## Отрывок со страницы
-=-=-=-=-
293. Чайковский - Мекк
С. Майданово,
31 августа 1885 г.
Милый, дорогой, бесценный друг!
Из письма Владислава Альбертовича вижу, что Вы довольны Вашим пребыванием в Эмсе и что здоровье Ваше в хорошем состоянии. Чрезвычайно этому радуюсь и уверен, что в Вашем милом Belair Вы еще более укрепитесь и поправитесь.
Наконец-то, дорогой друг мой, судьба моя, т. е. вопрос о будущем моем более или менее постоянном местопребывании разрешился. После бесконечно долгих и неудачных розысков я принял предложение здешней хозяйки остаться в Майданове. Но жить я буду не в том неуклюжем, несимпатичном доме, где жил до сих пор, а в другом, где до сих пор она сама жила. Дом этот находится в стороне от других; мне будет огорожена значительная часть сада, в которой я буду распоряжаться совершенно произвольно, а самый дом еще летом она отделала заново. Хотя местность здешняя не особенно мне по сердцу, но ввиду близости большой станции, близости от города, в коем имеются и лавки, и почта, и телеграф, и Доктор, и аптека, а главное, ввиду крайнего нежелания снова искать и откладывать, я решился нанять на два года предлагаемый дом. Он очень симпатичен и уютен, и мне кажется, что мне там будет хорошо и покойно. Теперь я забочусь об устройстве, а 15 сентября перееду. Если в течение будущих двух лет свыкнусь, то уж ничего и искать не буду и до конца дней останусь здесь;
ведь, право, пора мне иметь хоть тень какой-нибудь оседлости. У нас здесь очень опустело. Брат Анатолий уехал на Кавказ, брат Модест с своим воспитанником - в Петербург, и теперь остались кроме меня только моя belle-soeur и маленькая племянница. 14 сентября и они уезжают на Кавказ, с 15-го я начинаю свою одинокую жизнь.
-=-=-=-=-
## Данные
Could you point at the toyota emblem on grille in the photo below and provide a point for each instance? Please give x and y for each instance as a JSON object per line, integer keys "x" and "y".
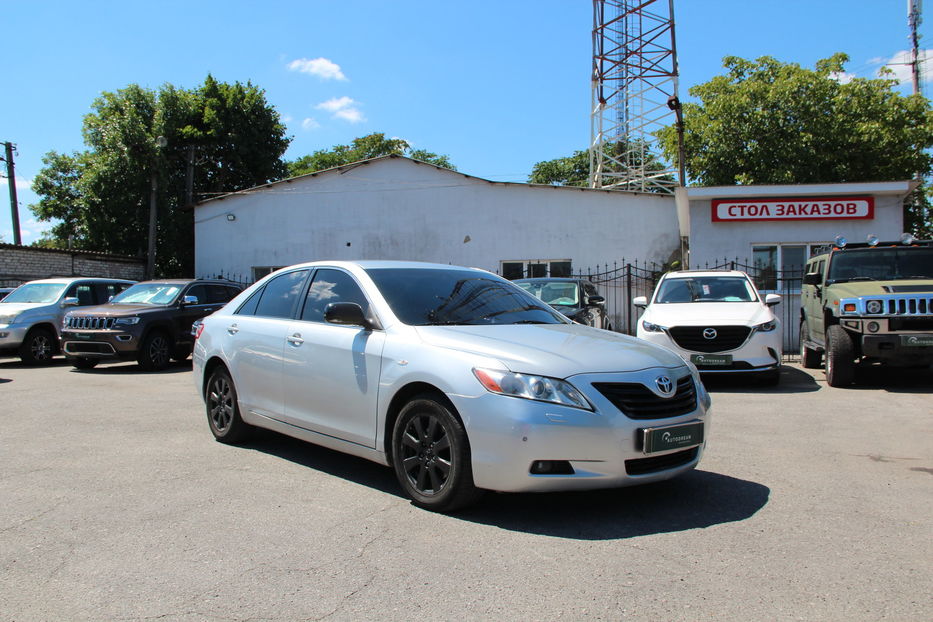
{"x": 665, "y": 386}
-=-=-=-=-
## Используя сведения
**A)** Верните из письма дословный отрывок: начните с места, где стоят слова «Милый, дорогой, бесценный», и остановитесь после слов «укрепитесь и поправитесь.».
**B)** На какой срок, судя по письму, решено нанять дом в Майданове?
Эти данные взяты из другого источника.

## Ответы на задания
**A)**
Милый, дорогой, бесценный друг!
Из письма Владислава Альбертовича вижу, что Вы довольны Вашим пребыванием в Эмсе и что здоровье Ваше в хорошем состоянии. Чрезвычайно этому радуюсь и уверен, что в Вашем милом Belair Вы еще более укрепитесь и поправитесь.

**B)** На два года.